Challenge: Rewrite the material as a JSON list of strings, one string per line and no blank lines. Start at the line containing "For each instance of the woman's" and go through the end of the material.
━━━
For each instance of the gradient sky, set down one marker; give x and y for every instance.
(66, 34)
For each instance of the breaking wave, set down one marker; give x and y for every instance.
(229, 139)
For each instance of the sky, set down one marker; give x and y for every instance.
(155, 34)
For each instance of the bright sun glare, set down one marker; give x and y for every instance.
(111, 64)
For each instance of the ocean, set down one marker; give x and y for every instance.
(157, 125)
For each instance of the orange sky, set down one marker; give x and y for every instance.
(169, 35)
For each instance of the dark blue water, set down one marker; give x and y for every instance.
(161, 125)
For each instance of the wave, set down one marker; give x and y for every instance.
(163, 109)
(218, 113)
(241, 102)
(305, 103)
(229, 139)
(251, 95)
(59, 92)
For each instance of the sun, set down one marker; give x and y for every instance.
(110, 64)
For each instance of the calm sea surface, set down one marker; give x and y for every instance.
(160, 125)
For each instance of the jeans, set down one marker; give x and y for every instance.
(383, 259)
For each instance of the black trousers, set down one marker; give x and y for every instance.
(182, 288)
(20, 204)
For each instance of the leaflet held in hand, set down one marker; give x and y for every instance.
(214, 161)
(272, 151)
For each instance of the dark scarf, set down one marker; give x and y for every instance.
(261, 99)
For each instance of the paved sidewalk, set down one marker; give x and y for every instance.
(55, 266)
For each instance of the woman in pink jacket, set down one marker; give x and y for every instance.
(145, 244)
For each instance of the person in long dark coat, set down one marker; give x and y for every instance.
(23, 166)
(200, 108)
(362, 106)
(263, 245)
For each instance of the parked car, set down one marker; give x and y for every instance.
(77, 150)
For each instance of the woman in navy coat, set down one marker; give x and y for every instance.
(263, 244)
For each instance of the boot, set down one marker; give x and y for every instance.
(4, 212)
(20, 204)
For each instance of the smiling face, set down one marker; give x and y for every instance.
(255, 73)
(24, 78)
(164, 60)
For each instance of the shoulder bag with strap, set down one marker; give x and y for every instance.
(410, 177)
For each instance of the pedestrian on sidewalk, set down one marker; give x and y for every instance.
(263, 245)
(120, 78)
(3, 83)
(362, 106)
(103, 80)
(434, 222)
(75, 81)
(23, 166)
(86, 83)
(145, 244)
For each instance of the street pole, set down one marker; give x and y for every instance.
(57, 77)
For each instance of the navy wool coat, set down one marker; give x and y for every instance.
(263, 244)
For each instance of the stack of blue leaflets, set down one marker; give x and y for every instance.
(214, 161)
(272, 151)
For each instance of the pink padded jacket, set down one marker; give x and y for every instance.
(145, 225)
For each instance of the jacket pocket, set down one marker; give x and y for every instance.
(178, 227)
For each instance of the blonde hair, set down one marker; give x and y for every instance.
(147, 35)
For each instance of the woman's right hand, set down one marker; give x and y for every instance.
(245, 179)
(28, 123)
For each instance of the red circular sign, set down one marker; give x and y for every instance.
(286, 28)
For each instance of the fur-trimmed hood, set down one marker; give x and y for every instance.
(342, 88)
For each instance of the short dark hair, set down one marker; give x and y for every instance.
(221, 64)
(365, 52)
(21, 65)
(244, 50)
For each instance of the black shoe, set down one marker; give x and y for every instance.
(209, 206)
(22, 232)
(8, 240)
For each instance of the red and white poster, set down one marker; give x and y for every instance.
━━━
Task output:
[
  "For each instance of the woman's right hand, set down one marker; give x and y for every instance.",
  "(245, 179)",
  "(28, 123)",
  "For each instance of the red circular sign, set down one marker; give x and y for every instance.",
  "(286, 28)",
  "For each instance of the fur-trimmed hood, set down one marker; give x and y for every instance.",
  "(342, 88)",
  "For each instance of the short dark hair, set down one marker; give x and y for every instance.",
  "(221, 64)",
  "(365, 52)",
  "(21, 65)",
  "(244, 50)",
  "For each instance of the black shoe, set down one marker; give x and y for every instance.",
  "(209, 206)",
  "(22, 232)",
  "(8, 240)",
  "For each instance of the red and white poster, set down one marker; give x and y for every instance."
]